Recorded information below:

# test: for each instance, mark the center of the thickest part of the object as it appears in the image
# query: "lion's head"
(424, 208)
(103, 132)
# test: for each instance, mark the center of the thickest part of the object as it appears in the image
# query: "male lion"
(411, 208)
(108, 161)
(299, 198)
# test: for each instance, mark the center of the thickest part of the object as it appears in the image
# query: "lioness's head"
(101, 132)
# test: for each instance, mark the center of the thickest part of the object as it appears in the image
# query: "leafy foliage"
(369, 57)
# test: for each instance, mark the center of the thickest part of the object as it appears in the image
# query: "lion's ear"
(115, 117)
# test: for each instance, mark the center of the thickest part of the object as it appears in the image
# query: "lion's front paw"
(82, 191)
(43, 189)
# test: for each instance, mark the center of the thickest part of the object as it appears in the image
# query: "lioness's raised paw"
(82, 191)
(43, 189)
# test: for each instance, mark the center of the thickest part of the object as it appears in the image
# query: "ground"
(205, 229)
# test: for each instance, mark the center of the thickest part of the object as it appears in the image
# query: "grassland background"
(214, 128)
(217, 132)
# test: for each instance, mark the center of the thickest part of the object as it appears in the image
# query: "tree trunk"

End of Recorded information.

### Work request
Write the records again exactly as they stand.

### Solution below
# test: for each instance, mark the center of the thickest part of the object as it appears in the image
# query: "lion's head"
(424, 208)
(103, 132)
# test: for each instance, mark the center of the thickest part of the object as it appears in the image
# query: "male lion"
(411, 208)
(108, 161)
(299, 198)
# test: for each instance, mark the center of the thickest part of the object as it appears in the image
# query: "lioness's head"
(101, 132)
# test: for each instance, mark the center of the thickest part of the object as it appears in the image
# query: "leafy foliage"
(369, 57)
# test: for each instance, mark the center of the thickest part of the object as it appears in the image
# query: "lion's ear"
(115, 117)
# test: for each instance, mark the center of the thickest part of the object as it appears in the image
# query: "lion's front paw"
(82, 191)
(43, 189)
# test: for each instance, mark the center of the thickest part of the object as it appears in the image
# query: "lioness's raised paw"
(82, 191)
(43, 189)
# test: for each instance, mark the center of the thickest part of the object as it appears in the image
# query: "ground"
(205, 229)
# test: for each instance, mark the center of the thickest part of the object as it appears in the image
# query: "grassland background"
(214, 128)
(217, 132)
# test: for each instance, mark the center of the thickest part of the object as it appears in the image
# query: "tree trunk"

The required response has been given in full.